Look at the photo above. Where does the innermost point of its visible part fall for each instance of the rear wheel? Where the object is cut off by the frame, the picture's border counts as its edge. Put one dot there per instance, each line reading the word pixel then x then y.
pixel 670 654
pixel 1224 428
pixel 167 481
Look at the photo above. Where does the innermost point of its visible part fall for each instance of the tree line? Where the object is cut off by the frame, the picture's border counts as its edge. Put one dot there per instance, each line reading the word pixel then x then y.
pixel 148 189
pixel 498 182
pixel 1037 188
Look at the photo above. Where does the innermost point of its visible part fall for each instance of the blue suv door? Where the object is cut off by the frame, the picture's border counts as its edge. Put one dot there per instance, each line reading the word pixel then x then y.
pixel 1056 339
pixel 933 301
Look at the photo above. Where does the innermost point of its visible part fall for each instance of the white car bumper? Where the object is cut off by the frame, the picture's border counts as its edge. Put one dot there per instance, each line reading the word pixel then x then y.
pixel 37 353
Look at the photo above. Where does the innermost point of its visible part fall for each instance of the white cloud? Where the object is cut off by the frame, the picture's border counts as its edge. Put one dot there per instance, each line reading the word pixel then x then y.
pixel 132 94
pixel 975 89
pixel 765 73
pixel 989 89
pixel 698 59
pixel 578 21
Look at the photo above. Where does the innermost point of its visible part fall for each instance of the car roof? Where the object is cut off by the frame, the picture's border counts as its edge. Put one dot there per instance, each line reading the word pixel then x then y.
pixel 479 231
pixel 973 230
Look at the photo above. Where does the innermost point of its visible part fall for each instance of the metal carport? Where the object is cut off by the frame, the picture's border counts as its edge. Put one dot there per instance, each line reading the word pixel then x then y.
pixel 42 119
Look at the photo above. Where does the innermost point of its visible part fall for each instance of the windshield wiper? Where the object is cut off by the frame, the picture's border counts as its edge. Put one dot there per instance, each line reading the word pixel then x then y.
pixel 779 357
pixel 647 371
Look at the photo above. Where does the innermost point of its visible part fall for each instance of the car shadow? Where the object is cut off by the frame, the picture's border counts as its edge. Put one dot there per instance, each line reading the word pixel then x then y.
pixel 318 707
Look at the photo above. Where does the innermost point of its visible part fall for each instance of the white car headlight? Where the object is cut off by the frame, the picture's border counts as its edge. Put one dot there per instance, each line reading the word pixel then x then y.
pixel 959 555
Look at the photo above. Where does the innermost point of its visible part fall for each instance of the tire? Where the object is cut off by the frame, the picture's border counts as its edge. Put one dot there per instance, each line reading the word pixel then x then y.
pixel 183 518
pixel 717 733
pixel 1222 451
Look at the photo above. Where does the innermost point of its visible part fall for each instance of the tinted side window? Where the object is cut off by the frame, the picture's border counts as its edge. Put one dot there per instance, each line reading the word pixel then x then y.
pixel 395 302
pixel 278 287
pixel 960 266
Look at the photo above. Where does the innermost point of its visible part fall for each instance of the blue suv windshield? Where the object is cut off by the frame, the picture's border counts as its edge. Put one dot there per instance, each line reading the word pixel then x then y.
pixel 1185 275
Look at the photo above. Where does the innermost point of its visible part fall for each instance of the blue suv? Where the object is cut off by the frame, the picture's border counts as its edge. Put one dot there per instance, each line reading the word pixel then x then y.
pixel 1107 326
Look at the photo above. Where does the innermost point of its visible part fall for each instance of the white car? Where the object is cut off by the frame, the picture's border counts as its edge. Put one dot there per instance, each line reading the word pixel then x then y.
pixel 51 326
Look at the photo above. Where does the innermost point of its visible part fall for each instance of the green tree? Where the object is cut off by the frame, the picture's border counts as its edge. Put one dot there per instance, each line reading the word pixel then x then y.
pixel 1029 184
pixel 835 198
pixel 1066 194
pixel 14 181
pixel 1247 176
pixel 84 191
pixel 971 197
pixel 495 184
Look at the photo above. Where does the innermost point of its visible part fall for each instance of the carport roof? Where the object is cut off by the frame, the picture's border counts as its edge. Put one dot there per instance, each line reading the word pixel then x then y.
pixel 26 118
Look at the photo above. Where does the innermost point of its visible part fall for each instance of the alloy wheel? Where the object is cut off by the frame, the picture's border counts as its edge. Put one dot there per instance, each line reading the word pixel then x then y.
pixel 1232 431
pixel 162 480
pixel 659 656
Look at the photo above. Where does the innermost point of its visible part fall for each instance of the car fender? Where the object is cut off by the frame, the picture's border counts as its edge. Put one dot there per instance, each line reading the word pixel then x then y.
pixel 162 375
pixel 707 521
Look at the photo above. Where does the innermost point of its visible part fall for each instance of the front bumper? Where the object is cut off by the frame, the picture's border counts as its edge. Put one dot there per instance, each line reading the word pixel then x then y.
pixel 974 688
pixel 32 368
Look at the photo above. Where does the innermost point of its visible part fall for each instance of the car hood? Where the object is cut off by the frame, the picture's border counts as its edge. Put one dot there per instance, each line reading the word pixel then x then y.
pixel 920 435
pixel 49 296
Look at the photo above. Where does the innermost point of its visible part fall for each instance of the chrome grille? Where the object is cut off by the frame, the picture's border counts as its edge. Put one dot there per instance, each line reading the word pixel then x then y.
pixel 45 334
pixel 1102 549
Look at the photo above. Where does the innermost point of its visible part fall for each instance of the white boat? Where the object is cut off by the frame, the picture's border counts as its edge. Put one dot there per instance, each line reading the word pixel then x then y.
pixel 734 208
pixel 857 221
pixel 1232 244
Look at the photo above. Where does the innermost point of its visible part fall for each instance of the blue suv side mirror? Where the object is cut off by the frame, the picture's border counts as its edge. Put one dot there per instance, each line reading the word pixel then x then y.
· · · ·
Output only the lines from the one holding "of the front" through the last line above, exactly as they appear.

Look at the photo above. Where does the innermost point of its visible part fall for each instance of the front bumper? Where the object is cut off by the frame, the picture's border counts as its edge. Put one dot there per instance, each line reading the word pixel then x then y.
pixel 974 688
pixel 32 368
Look at the photo above. Where does the innermost point of its visible part fall for each instance of the car hood? Where the object is cut off by the frame, the picture's border counts as its edge. Put one dot there per instance, each line reading the word pixel then x then y.
pixel 920 435
pixel 49 296
Look at the photo above. Where does the innermost point of its visible part fall for each instance of the chrome grille? Where the object is cut off by the frame, the picture's border counts as its edge. Put one dot there per instance, each line reading the word pixel then x then y.
pixel 45 334
pixel 1102 549
Look at the photo above. Where does the innermost point of its visible part fall for each instance of the white boat? Where the object is cut off by the frame, the picture's border counts as its edge. Put one dot there per instance, each line reading the word pixel then x then y.
pixel 734 208
pixel 857 221
pixel 1232 244
Look at the photo above. Where does the innermost point of its visible part fall for each instance of the blue suv side mirror? Where the object is cut off by the frame, the picture's border counts as its edge. Put one dot there per instance, each line reading the word pixel then x then y.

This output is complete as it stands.